Include in the output the line containing "Given the photograph above, point out the lamp" and each subsequent line of the records, through the end, transcribed exactly. Add nothing else.
— BEGIN Supplied records —
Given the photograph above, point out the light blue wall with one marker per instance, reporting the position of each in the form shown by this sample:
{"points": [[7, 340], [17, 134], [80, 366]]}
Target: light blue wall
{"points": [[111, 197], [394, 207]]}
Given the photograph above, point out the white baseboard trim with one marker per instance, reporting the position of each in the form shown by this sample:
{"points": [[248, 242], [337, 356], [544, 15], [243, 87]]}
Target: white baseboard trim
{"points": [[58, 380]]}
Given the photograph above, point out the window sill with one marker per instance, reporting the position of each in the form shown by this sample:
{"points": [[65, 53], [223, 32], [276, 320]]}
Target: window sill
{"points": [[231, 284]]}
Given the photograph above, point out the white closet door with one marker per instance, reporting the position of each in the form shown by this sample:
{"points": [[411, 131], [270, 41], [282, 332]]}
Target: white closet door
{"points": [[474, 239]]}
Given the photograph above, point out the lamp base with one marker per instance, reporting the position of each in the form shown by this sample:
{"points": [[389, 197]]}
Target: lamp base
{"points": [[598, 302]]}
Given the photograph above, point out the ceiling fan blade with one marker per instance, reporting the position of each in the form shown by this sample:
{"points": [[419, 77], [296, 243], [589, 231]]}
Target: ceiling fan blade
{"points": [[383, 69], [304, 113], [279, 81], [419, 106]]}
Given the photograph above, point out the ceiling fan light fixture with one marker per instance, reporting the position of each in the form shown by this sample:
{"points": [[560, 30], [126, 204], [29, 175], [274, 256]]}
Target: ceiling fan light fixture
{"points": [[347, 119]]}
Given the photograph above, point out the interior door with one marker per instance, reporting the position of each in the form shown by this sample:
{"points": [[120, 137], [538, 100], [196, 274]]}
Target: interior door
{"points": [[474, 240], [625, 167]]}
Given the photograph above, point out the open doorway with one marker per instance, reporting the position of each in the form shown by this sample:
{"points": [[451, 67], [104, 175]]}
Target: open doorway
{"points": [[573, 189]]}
— END Supplied records —
▶ **Output for this exercise**:
Given the photograph above, point out the lamp base with one marker per instance, reporting the position of each in the form shown by this sample:
{"points": [[389, 197]]}
Target: lamp base
{"points": [[598, 302]]}
Given the photograph above, point out the ceiling fan blade with one marker per instance, reporting the position of each in the form shown by this sample:
{"points": [[419, 77], [296, 243], [589, 231]]}
Target: ceiling fan blade
{"points": [[383, 69], [304, 113], [279, 81], [419, 106]]}
Given the photograph above, point out the ceiling fan light fixture with one marker per instance, reporting the position of each in the form shown by this sample:
{"points": [[560, 30], [126, 204], [29, 175], [274, 256]]}
Target: ceiling fan light fixture
{"points": [[347, 119]]}
Given the photograph above, point out the interior door with one marker per instance, reporting the position of each in the form shown by this sample:
{"points": [[120, 137], [538, 100], [196, 274]]}
Target: interior door
{"points": [[474, 240], [625, 167]]}
Given the photograph above, point out the open doorway with one marker per instance, reporting the position of each in the form shown by this sample:
{"points": [[451, 67], [104, 175]]}
Target: open doorway
{"points": [[573, 189]]}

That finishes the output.